> _What to do_
Your copy starts at the line containing "the tiled column" and ends at the last line below. Copy exactly, without pictures.

================

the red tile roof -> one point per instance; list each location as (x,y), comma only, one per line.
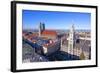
(49,32)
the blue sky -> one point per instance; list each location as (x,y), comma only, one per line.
(55,20)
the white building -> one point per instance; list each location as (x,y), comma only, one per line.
(72,40)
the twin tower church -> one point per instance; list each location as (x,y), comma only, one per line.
(52,34)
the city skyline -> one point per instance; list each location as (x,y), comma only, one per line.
(55,20)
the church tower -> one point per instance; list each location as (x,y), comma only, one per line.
(72,39)
(41,28)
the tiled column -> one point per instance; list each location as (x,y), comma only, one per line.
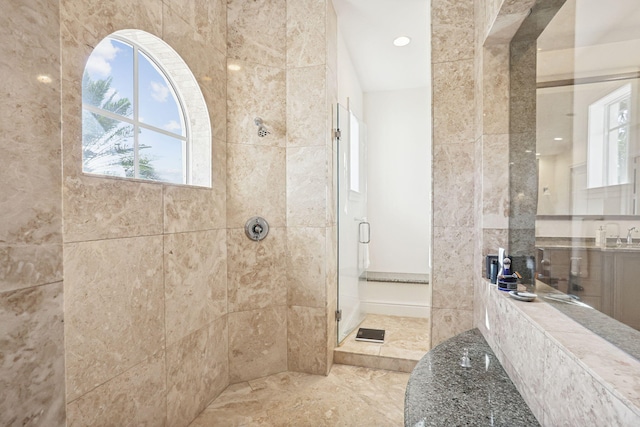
(31,290)
(256,179)
(454,231)
(311,35)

================

> _Exercise output_
the tiled column -> one point per instance; list each location as (x,y), comma only, one per line.
(31,290)
(256,179)
(454,231)
(311,35)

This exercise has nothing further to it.